I used to be a beekeeper — an urban beekeeper — back in my old neighborhood in Chicago. The missus and I kept several hives on a rooftop on the Northwest Side and had the time of our lives doing it, except when we got stung a lot, obviously. But then the days of getting stung made us appreciate the days when we didn’t get stung all the more. And those days verged on magical. For bees like the very same sorts of days that we humans like: warm-but-not-hot, clear, sunny and low humidity. On those kinds of days we were all in a great mood: me, the wife, and a quarter million stinging insects. One big, happy family.
You can tell when a bee hive is happy just by listening to it: hmmmmmmmmmm. It almost purrs, and you can go about your business medicating, checking for brood, making sure nobody’s sick or choking on mites. Your confidence goes up, your motions become more assured and fluid, and that relaxes the bees still more. The experience verges on playful, and you think: I chose the right hobby.
That, in a nutshell, is how I felt about the blog this weekend. Usually the weekends are the times when I get the highest volume of questions, but also criticisms and, sometimes, outright complaints. This weekend a couple of very nice compliments came in but that was it. I don’t know if it was the weather, last week’s project, the fact that lots of people are on vacation right now or what, but the hive hummed along sweetly. It was a very satisfying couple of days.

__Problem A__
According to the beekeeping post, how does working a happy hive end up making the bees even calmer?
__Problem B__
Write out the part of the beekeeping post from "That, in a nutshell, is" up to and including "couple of days.".
Rely on nothing but the beekeeping post when answering.

__Material provided__
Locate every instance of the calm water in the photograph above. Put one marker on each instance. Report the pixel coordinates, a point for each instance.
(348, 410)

---

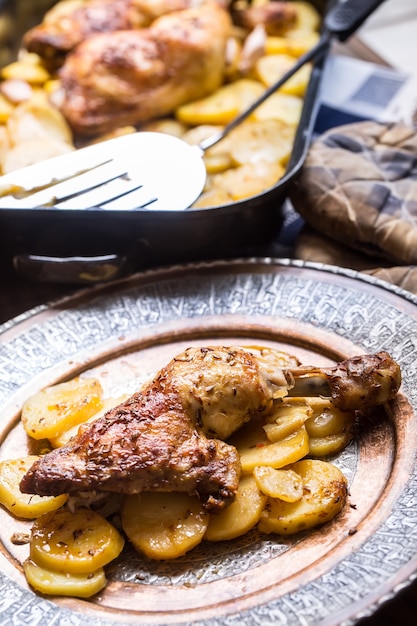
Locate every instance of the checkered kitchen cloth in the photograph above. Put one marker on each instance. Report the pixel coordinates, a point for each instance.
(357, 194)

__Answer space A__
With a happy hive, the keeper's confidence rises and their motions become more assured and fluid. Those steadier motions relax the bees still more.

__Answer space B__
That, in a nutshell, is how I felt about the blog this weekend. Usually the weekends are the times when I get the highest volume of questions, but also criticisms and, sometimes, outright complaints. This weekend a couple of very nice compliments came in but that was it. I don’t know if it was the weather, last week’s project, the fact that lots of people are on vacation right now or what, but the hive hummed along sweetly. It was a very satisfying couple of days.